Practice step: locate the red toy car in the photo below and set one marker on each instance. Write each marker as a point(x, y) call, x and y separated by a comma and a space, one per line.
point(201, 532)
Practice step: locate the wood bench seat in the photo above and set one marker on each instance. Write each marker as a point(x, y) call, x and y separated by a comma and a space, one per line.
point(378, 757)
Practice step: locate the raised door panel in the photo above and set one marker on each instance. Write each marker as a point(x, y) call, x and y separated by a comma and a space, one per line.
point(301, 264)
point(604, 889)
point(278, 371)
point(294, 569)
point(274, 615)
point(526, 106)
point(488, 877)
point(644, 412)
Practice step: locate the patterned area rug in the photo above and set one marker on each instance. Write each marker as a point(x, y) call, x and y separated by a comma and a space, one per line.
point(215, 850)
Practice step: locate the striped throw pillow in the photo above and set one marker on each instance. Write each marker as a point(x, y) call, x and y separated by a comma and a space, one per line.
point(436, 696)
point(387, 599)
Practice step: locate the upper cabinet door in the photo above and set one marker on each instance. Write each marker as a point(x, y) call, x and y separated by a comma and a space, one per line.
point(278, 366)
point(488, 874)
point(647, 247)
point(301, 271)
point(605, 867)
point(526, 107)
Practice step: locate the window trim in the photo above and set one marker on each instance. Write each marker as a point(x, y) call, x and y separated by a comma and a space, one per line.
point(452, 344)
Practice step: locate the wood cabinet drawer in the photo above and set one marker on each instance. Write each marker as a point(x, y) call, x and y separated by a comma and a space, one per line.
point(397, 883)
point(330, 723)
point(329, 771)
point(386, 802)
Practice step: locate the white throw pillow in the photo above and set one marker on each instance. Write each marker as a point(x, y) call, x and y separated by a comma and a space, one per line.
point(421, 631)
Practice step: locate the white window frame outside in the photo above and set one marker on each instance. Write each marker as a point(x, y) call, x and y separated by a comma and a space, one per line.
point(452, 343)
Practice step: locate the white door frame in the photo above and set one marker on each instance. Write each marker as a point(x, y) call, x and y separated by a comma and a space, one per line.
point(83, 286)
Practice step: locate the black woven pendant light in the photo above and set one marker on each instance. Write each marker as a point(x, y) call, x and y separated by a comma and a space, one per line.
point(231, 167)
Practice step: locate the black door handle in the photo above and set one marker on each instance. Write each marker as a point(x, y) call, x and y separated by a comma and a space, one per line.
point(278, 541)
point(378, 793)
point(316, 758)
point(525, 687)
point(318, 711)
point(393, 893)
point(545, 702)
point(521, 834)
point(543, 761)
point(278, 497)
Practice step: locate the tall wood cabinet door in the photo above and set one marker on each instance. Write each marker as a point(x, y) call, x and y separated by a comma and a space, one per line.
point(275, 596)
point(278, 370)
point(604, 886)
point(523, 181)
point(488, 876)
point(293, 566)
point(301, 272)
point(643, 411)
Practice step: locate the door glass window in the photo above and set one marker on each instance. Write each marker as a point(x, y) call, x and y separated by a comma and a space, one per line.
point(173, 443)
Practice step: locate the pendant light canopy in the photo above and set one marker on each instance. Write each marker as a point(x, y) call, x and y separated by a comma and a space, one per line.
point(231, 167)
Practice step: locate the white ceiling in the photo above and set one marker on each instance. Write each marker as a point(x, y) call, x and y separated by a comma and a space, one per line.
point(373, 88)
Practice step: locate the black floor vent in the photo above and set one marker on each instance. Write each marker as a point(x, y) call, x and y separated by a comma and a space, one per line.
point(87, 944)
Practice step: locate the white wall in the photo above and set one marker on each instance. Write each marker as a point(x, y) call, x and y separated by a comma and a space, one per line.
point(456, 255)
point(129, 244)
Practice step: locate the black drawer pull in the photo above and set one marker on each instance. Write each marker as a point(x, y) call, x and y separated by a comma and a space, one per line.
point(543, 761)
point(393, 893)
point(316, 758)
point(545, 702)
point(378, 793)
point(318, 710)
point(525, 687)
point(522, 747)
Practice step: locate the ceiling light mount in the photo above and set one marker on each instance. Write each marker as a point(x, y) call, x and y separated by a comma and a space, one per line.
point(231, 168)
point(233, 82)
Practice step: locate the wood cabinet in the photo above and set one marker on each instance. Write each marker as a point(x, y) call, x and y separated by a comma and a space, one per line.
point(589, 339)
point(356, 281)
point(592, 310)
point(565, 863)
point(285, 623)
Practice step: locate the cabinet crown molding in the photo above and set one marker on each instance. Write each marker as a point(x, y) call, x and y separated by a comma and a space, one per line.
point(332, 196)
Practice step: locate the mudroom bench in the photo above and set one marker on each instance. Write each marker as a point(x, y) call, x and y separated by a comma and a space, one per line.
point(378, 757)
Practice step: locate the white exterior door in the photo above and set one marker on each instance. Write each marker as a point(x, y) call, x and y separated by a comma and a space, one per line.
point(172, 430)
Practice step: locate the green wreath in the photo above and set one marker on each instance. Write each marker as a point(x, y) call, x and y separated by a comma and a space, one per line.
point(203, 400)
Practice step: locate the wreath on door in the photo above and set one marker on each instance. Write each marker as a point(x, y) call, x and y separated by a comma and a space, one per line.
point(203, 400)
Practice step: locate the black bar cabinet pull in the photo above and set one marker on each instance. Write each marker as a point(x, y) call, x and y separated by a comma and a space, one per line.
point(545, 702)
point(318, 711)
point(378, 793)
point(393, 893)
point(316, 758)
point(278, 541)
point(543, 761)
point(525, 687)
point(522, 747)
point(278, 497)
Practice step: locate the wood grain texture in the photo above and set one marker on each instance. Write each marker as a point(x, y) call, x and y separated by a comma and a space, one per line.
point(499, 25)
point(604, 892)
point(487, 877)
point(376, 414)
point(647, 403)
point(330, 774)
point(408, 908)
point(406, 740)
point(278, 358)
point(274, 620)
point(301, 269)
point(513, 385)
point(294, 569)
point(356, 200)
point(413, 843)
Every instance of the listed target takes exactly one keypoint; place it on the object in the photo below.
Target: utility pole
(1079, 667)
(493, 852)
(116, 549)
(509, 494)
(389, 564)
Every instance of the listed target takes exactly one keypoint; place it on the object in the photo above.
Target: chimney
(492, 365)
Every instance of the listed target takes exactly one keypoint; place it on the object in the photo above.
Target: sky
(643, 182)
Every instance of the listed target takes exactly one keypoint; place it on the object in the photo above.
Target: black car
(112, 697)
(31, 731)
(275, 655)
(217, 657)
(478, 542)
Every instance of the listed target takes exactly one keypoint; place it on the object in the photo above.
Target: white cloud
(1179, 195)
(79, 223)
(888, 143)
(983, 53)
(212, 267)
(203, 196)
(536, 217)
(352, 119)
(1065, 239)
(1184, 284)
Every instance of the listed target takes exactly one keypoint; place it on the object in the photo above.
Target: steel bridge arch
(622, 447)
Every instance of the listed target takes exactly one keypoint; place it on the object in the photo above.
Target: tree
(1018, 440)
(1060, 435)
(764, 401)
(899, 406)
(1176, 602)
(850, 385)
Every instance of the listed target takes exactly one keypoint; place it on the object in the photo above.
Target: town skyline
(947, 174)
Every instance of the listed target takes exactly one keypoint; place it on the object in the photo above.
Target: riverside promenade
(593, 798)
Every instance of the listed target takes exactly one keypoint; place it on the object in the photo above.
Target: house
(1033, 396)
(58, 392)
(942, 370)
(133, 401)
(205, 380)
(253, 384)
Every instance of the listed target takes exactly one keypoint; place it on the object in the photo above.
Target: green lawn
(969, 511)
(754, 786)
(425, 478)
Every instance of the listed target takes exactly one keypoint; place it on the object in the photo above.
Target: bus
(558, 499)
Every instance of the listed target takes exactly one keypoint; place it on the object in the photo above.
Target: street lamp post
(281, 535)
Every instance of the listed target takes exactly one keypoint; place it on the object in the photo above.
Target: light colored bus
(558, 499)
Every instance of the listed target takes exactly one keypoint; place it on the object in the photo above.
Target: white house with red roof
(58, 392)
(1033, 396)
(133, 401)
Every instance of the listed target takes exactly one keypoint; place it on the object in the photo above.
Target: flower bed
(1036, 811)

■ Task prompt
Find every line in the data above that contains the string "pull" and copy each of those lines.

■ Result of the exercise
Practice step: locate the black drawer pull in the photo above and set one marker on each instance. Write each marker as a point(x, y) call, x and y separated by a comma and a space, one per line.
Practice step: locate the black bar cabinet pull in the photo above and set one marker on each instance. Write each marker as a point(x, y) call, x and y separated by a comma and a space, one per line.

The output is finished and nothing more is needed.